«Avevamo ragione noi. Il governo ha dovuto fare marcia indietro e revocare la precettazione dei ferrovieri: non c'erano le condizioni di legge per inibire il diritto di sciopero». Il segretario generale della Cgil, Susanna Camusso, e quello della Uil, Carmelo Barbagallo, hanno festeggiato tronfiamente la resa del ministro delle Infrastrutture, Maurizio Lupi, che ha revocato ieri il decreto di precettazione dei ferrovieri per la giornata di oggi.
In realtà, il ministro ha avuto un ruolo minimo. È stato il premier Renzi a insistere per il lasciapassare a Cgil e Uil con le quali, evidentemente, non vuole aprire nuovi fronti dopo gli scontri dei giorni scorsi. Tant'è vero che è stato il presidente del Consiglio, da Ankara, a preannunciare la ricerca di un'intesa. «Spero che le incomprensioni tra Susanna Camusso e il ministro Lupi siano risolte nelle prossime ore, anche perché non sono personali ma legate ai pareri di una delle tante autorità del nostro Paese», ha dichiarato scaricando la colpa sul Garante degli scioperi.
Un'inversione a «u» che fa riflettere: Renzi ha avallato l'astensione potenzialmente più dannosa per i cittadini (assieme a quella del trasporto pubblico locale) nonostante la protesta sia legata a quella che ormai è rimasta l'unica bandiera che il primo ministro può issare sull'altare delle riforme, ovvero l'annacquatissimo Jobs Act. Evidentemente, la situazione politica gli avrà imposto prudenza.

□ □ □ □

**COMPITO:**
Cita parola per parola il passo dell'articolo sulla revoca della precettazione dei ferrovieri che va da "In realtà, il" a "Garante degli scioperi.".

**VOCI:**

□ □ □ □

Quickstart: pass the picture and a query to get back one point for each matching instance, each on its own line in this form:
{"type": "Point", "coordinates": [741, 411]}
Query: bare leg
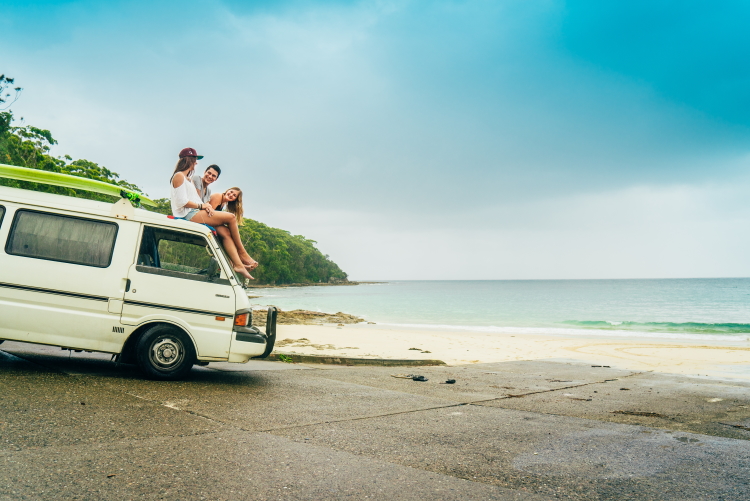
{"type": "Point", "coordinates": [237, 263]}
{"type": "Point", "coordinates": [231, 250]}
{"type": "Point", "coordinates": [226, 218]}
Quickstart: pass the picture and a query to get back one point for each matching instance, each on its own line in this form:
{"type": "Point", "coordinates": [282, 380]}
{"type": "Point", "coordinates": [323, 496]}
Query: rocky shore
{"type": "Point", "coordinates": [306, 317]}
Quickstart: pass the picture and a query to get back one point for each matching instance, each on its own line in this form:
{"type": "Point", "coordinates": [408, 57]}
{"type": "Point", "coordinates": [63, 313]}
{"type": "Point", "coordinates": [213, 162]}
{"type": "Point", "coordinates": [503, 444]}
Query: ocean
{"type": "Point", "coordinates": [708, 309]}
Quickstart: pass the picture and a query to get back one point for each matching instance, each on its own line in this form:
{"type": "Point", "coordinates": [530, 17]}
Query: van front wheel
{"type": "Point", "coordinates": [165, 352]}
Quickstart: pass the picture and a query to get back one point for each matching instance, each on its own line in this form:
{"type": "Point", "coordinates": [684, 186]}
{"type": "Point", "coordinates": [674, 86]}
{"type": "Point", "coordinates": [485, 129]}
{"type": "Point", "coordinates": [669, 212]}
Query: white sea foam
{"type": "Point", "coordinates": [557, 331]}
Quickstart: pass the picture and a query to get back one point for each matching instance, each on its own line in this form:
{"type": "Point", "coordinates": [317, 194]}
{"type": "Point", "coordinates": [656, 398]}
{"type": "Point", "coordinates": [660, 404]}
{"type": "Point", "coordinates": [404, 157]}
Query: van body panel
{"type": "Point", "coordinates": [97, 307]}
{"type": "Point", "coordinates": [60, 303]}
{"type": "Point", "coordinates": [204, 308]}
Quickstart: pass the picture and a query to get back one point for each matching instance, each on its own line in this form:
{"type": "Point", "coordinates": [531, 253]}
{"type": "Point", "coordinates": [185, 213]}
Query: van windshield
{"type": "Point", "coordinates": [177, 254]}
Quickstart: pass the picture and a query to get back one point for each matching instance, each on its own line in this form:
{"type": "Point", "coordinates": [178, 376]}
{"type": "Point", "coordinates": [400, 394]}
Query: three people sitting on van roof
{"type": "Point", "coordinates": [187, 204]}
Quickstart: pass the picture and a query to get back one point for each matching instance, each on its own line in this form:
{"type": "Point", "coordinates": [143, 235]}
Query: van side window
{"type": "Point", "coordinates": [54, 237]}
{"type": "Point", "coordinates": [175, 254]}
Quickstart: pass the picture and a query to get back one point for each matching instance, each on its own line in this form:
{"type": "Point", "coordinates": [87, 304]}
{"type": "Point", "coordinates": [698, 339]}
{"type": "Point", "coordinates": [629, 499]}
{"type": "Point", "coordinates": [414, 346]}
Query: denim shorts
{"type": "Point", "coordinates": [190, 215]}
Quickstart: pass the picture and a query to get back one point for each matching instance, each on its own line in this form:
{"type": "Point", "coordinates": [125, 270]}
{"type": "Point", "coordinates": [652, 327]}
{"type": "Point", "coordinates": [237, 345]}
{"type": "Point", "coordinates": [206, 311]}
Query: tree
{"type": "Point", "coordinates": [5, 92]}
{"type": "Point", "coordinates": [284, 258]}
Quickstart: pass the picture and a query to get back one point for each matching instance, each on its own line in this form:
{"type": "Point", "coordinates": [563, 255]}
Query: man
{"type": "Point", "coordinates": [201, 183]}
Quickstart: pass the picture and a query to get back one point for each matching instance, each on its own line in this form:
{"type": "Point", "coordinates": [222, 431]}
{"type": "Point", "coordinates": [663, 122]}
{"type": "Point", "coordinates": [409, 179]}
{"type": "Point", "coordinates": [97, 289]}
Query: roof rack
{"type": "Point", "coordinates": [74, 182]}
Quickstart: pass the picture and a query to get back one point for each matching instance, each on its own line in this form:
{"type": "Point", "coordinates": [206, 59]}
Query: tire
{"type": "Point", "coordinates": [270, 332]}
{"type": "Point", "coordinates": [165, 352]}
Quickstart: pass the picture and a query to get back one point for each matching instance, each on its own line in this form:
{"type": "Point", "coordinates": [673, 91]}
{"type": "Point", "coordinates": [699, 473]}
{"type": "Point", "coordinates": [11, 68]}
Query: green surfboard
{"type": "Point", "coordinates": [75, 182]}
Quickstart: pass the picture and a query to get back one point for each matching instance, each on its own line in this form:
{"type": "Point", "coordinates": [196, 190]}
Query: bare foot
{"type": "Point", "coordinates": [248, 261]}
{"type": "Point", "coordinates": [250, 264]}
{"type": "Point", "coordinates": [242, 271]}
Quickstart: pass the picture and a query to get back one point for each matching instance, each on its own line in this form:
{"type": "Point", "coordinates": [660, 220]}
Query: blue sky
{"type": "Point", "coordinates": [422, 140]}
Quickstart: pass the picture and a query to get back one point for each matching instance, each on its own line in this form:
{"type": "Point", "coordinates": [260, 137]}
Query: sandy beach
{"type": "Point", "coordinates": [717, 359]}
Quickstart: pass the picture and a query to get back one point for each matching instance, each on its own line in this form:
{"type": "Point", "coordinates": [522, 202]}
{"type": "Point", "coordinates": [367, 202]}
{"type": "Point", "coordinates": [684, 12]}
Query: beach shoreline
{"type": "Point", "coordinates": [704, 358]}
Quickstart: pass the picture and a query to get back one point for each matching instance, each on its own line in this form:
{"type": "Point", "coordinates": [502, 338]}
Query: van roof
{"type": "Point", "coordinates": [92, 207]}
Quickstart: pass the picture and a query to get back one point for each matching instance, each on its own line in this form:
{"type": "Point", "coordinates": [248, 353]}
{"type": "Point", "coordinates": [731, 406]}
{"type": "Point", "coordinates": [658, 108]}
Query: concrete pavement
{"type": "Point", "coordinates": [75, 426]}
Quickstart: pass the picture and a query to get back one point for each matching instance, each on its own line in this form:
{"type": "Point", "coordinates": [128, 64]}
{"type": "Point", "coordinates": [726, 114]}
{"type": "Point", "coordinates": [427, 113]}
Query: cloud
{"type": "Point", "coordinates": [411, 139]}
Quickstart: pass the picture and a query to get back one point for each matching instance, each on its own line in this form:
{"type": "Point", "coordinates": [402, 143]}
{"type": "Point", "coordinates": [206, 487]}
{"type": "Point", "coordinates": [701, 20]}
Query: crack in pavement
{"type": "Point", "coordinates": [317, 423]}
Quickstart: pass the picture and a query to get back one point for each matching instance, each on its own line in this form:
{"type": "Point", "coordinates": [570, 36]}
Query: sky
{"type": "Point", "coordinates": [412, 140]}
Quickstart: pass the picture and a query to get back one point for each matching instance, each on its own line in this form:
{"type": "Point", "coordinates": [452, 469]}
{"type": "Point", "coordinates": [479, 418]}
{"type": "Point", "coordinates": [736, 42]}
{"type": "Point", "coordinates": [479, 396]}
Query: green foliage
{"type": "Point", "coordinates": [29, 146]}
{"type": "Point", "coordinates": [283, 258]}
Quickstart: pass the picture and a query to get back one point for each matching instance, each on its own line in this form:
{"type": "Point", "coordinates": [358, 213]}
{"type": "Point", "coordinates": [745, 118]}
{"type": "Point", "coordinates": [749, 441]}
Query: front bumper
{"type": "Point", "coordinates": [247, 342]}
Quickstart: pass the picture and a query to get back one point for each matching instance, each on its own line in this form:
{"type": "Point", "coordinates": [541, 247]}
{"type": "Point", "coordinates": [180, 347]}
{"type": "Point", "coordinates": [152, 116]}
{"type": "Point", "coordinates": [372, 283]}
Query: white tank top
{"type": "Point", "coordinates": [181, 195]}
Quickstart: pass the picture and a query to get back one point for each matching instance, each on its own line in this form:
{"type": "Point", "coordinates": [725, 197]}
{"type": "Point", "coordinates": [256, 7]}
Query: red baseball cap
{"type": "Point", "coordinates": [190, 152]}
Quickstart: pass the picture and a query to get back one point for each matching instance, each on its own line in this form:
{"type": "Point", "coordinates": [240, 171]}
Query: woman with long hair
{"type": "Point", "coordinates": [187, 204]}
{"type": "Point", "coordinates": [230, 202]}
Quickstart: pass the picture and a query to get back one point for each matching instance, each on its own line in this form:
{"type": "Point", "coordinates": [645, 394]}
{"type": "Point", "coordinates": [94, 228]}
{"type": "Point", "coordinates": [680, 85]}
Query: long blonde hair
{"type": "Point", "coordinates": [235, 206]}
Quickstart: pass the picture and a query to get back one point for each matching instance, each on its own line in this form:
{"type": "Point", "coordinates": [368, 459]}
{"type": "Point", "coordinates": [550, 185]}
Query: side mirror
{"type": "Point", "coordinates": [213, 270]}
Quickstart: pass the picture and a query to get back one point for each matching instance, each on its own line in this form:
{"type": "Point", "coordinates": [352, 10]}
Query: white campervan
{"type": "Point", "coordinates": [95, 276]}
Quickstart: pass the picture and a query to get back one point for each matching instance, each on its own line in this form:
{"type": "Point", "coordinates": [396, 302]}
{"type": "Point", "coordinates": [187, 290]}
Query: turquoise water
{"type": "Point", "coordinates": [679, 308]}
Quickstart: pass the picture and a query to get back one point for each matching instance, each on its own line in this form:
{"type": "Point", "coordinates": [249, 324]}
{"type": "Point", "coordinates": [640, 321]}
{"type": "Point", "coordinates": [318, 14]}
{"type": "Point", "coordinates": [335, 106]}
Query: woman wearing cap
{"type": "Point", "coordinates": [187, 204]}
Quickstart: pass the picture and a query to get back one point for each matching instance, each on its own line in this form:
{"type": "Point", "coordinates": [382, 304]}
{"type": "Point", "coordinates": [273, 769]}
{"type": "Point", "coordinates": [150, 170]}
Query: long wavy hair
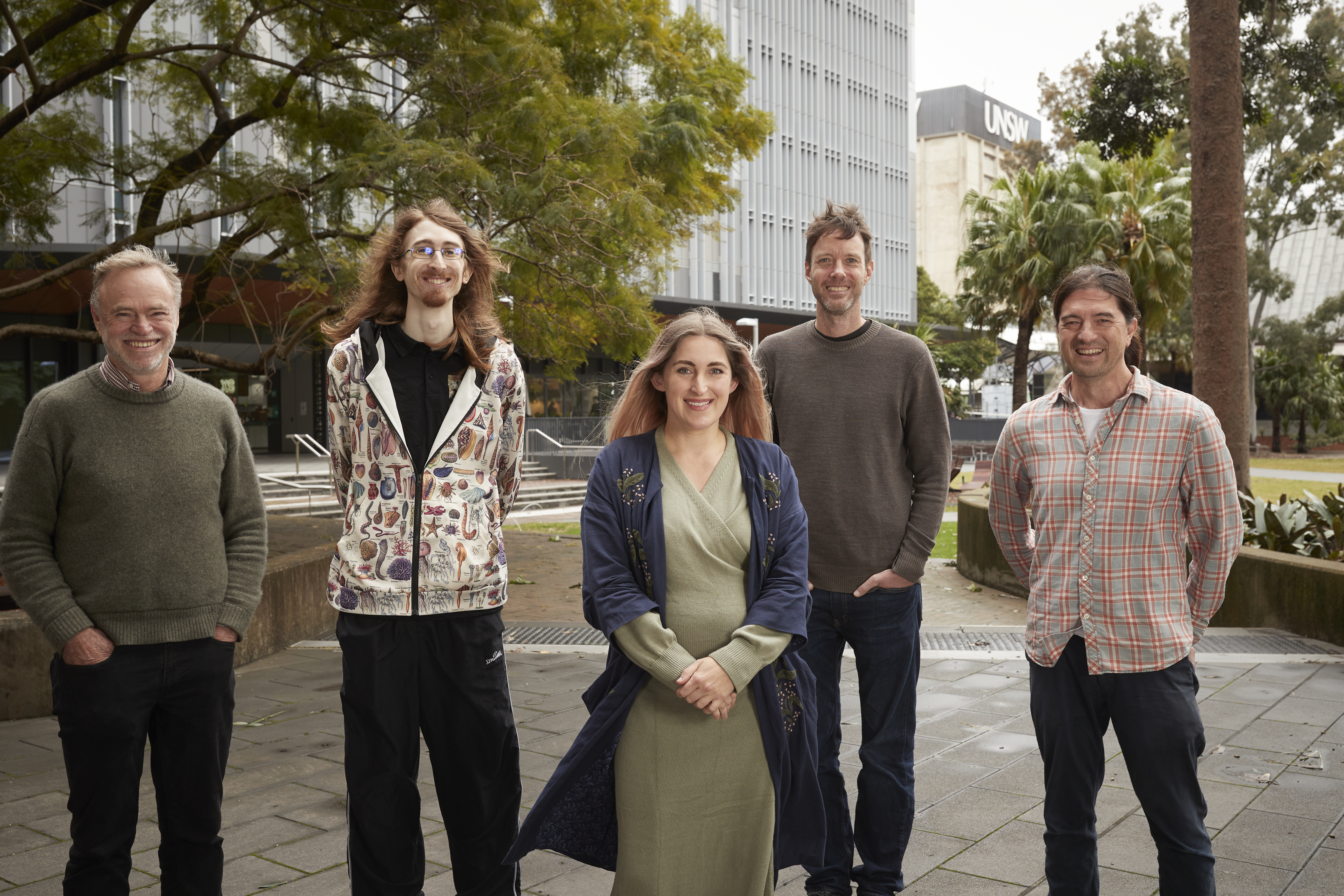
{"type": "Point", "coordinates": [643, 408]}
{"type": "Point", "coordinates": [382, 299]}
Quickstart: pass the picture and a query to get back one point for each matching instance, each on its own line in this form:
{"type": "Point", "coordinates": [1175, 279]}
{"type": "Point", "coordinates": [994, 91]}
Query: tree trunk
{"type": "Point", "coordinates": [1218, 223]}
{"type": "Point", "coordinates": [1021, 360]}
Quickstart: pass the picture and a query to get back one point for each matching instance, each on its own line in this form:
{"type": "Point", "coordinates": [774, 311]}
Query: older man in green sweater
{"type": "Point", "coordinates": [859, 410]}
{"type": "Point", "coordinates": [134, 533]}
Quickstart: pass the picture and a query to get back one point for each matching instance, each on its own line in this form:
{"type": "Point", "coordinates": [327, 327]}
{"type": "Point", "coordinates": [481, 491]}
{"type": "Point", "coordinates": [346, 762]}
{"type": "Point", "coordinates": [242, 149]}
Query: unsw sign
{"type": "Point", "coordinates": [1005, 123]}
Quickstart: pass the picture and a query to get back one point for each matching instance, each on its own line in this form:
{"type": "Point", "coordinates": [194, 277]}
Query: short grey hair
{"type": "Point", "coordinates": [131, 259]}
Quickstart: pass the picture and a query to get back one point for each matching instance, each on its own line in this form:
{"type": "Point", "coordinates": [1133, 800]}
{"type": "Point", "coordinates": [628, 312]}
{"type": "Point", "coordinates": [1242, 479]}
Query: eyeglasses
{"type": "Point", "coordinates": [428, 252]}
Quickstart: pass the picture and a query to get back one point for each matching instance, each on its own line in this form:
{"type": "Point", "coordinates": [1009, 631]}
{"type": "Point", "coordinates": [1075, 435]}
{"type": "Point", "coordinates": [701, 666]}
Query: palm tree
{"type": "Point", "coordinates": [1022, 237]}
{"type": "Point", "coordinates": [1143, 221]}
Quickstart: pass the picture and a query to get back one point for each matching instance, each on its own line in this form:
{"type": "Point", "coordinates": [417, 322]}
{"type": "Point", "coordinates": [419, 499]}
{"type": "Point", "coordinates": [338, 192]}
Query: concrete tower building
{"type": "Point", "coordinates": [963, 138]}
{"type": "Point", "coordinates": [838, 78]}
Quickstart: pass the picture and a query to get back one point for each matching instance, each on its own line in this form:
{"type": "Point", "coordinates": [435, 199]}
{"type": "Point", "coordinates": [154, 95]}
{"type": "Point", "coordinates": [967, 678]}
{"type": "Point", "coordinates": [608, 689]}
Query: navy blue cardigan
{"type": "Point", "coordinates": [624, 578]}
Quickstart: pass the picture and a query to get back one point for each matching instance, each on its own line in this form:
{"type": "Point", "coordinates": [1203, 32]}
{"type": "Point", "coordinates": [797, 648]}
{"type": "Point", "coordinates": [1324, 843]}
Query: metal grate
{"type": "Point", "coordinates": [972, 641]}
{"type": "Point", "coordinates": [554, 636]}
{"type": "Point", "coordinates": [945, 640]}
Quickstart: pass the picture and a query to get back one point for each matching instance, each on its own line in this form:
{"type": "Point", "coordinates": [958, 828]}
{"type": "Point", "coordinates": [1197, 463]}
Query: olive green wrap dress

□ □ □ □

**RISPOSTA:**
In realtà, il ministro ha avuto un ruolo minimo. È stato il premier Renzi a insistere per il lasciapassare a Cgil e Uil con le quali, evidentemente, non vuole aprire nuovi fronti dopo gli scontri dei giorni scorsi. Tant'è vero che è stato il presidente del Consiglio, da Ankara, a preannunciare la ricerca di un'intesa. «Spero che le incomprensioni tra Susanna Camusso e il ministro Lupi siano risolte nelle prossime ore, anche perché non sono personali ma legate ai pareri di una delle tante autorità del nostro Paese», ha dichiarato scaricando la colpa sul Garante degli scioperi.